• **Records to process**:
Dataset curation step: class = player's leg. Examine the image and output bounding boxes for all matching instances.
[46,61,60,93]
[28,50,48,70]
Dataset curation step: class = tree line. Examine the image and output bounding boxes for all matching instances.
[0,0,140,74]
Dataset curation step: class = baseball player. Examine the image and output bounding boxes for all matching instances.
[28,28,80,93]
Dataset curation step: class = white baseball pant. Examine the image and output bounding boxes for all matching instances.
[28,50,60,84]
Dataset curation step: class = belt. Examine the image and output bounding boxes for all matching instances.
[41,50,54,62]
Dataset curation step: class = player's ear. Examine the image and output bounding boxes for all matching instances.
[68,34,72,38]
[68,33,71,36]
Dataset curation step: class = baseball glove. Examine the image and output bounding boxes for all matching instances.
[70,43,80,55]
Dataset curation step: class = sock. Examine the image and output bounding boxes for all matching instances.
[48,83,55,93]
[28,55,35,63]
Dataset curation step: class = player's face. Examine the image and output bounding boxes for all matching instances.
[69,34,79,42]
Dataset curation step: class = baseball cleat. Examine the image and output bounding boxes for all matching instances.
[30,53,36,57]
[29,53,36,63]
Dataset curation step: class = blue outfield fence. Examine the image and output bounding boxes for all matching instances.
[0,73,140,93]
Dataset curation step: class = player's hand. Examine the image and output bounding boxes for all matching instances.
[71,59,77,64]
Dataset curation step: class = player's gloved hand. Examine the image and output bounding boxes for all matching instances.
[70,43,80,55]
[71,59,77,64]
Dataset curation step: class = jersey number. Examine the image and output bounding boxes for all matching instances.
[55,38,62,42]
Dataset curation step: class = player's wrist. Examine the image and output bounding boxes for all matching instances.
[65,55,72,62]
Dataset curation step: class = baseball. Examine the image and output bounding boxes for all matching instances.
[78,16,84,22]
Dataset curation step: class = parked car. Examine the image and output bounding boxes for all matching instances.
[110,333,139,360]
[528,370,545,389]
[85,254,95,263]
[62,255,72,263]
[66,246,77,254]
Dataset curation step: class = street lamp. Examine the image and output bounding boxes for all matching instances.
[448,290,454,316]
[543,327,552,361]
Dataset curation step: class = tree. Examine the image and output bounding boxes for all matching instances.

• **What is needed**:
Write out each line of the data above again, exactly as given.

• **Expected answer**:
Dataset curation step: class = player's leg. Examine the image and output bounding boxes for all matching instances.
[46,61,60,93]
[28,50,48,70]
Dataset curation step: class = tree line. Examine the image and output bounding boxes for all matching instances.
[0,0,140,74]
Dataset curation step: class = baseball player. Examine the image and output bounding boxes for all matching instances.
[28,28,80,93]
Dataset curation step: class = white baseball pant. Examine the image and output bounding boxes for all matching instances.
[28,50,60,84]
Dataset curation step: class = belt. Examine the image and output bounding boxes for all matching instances.
[41,50,54,62]
Dataset curation step: class = player's ear. Examine the image and output bounding boxes for all matching instances.
[68,34,72,38]
[68,33,71,36]
Dataset curation step: class = baseball glove. Examine the image and output bounding boxes for all matching instances.
[70,43,80,55]
Dataset curation step: class = sock. Examine the image and output bounding boxes for all matching instances.
[48,83,55,93]
[28,55,35,63]
Dataset curation step: class = player's face. Examine the image and output bounding boxes for all matching instances.
[69,34,79,42]
Dataset curation step: class = baseball cleat. Examine the image and output bounding boxes for all matching instances.
[30,53,36,57]
[29,53,36,63]
Dataset curation step: class = blue outfield fence. Examine the image and output bounding boxes for all matching instances.
[0,73,140,93]
Dataset curation step: class = player's hand. Examine the image and output bounding boxes for all matching instances.
[71,59,77,64]
Dataset curation step: class = player's gloved hand. Examine the image and output bounding boxes for all matching instances.
[70,43,80,55]
[71,59,77,64]
Dataset curation step: class = jersey number. Examine the image and output bounding boxes for all matching instances.
[55,38,62,42]
Dataset curation step: class = player's wrist. Examine the image and output bounding boxes for all matching instances.
[65,55,72,62]
Dataset curation step: class = baseball. Examine the image and output bounding boxes for all matching instances.
[78,16,84,22]
Dataset curation step: class = parked car. Examine the image and output bounding boxes for all matching instances.
[110,333,139,360]
[528,370,545,389]
[85,254,95,263]
[62,255,72,263]
[66,246,77,254]
Dataset curation step: class = street lamp. Examine the image and output bounding boxes for all matching instances.
[448,290,454,316]
[543,327,552,361]
Dataset curation step: class = tree. Examine the image and output bounding boxes for all matching instances.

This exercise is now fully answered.